Requirement: Copy each of the records below line for line, changing no word, number, or punctuation mark.

Data rows:
--- BEGIN ---
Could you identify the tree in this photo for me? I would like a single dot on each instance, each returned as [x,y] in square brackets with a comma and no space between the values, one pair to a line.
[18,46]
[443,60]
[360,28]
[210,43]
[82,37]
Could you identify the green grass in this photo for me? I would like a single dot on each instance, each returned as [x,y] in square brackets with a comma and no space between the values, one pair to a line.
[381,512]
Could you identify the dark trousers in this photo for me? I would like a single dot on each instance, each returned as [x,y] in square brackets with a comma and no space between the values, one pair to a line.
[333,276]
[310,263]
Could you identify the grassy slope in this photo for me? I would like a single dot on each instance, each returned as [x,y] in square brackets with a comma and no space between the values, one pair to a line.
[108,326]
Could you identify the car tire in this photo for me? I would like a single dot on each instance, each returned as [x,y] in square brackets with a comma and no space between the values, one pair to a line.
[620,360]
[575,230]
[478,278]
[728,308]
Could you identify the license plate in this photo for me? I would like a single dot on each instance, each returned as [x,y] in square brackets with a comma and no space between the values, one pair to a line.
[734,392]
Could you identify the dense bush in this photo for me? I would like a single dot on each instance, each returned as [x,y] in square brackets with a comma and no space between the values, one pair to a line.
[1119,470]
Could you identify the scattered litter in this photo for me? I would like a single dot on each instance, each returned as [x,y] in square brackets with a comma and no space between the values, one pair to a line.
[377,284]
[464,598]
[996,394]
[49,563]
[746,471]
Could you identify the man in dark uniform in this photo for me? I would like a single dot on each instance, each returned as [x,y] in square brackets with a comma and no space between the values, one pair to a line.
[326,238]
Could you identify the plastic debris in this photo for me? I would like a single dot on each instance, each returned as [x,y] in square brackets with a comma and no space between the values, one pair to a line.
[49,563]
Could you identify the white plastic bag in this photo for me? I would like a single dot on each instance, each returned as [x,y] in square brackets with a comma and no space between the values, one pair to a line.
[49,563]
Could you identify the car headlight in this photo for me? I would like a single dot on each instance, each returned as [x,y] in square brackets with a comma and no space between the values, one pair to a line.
--- END ---
Answer to this exercise:
Could you identify the tree in this photo for me? I would like a single dot on each instance, each returned as [x,y] in square brackets with a comma and no space between the values, one pair to a line.
[18,46]
[443,60]
[360,28]
[210,43]
[82,37]
Could you identify the green grass in this photo for me? I would like a single dot on each instance, each returned as [x,y] in square brackets with a comma and no space between the values, one pair to a line.
[381,512]
Could you identify the dark trousers in this photo for me? I would like a single dot on each instance, each returned as [x,y] in square brackets with a comma and no space between the values, one pair to a line.
[333,276]
[310,263]
Could you identify the grassy slope in this photo for me? I would like a single dot on each instance, each returned as [x,y] in square brackets with a comma and no space between the values, one pair to a line.
[108,326]
Could you identify the car tire in this photo for me? I would like a single dot on each instance, each returned as [x,y] in square brackets with a comma and no space between the values, one pair to a line.
[620,360]
[575,230]
[478,278]
[728,308]
Could you identify the license plate in this photo for me? I would like a single dot on each instance, each returned as [x,y] in square brackets with a comma and no space between the values, one pair to a line.
[734,392]
Could you identify the dense bush in this photo for me? I would like a single dot on each instance, each returned as [x,y] in square brackets with a comma and no space between the values, one pair to a line.
[1119,470]
Could you identify the scattered litter in this photo for me? I would like a single dot on each instance, each returned as [x,y] in square brackets with a comma and no space between the values, one pair to a line.
[377,284]
[464,598]
[996,394]
[49,563]
[746,471]
Could you identify the man in dark uniform in this photo for me? I would like a single dot on each instance, each returned as [x,y] in square brackets with a comma and no space between the values, one pair to a line.
[326,238]
Could you identify the plastic debris in this photo for me? I would like a single dot on each instance, each returned as [x,y] in square brackets with a comma and no space between the values, one pair to a line.
[49,563]
Could you identify the white plastic bag in this photo for me? I would like a single dot on each instance, each returned as [x,y] in square brackets with a comma and no space between the values, one pair to a line.
[49,563]
Could you identify the car headlight in this photo for me? I would like a single dot on each instance, each returned as [x,y] in square brackets with a comma and no space between the values, one pair to a line.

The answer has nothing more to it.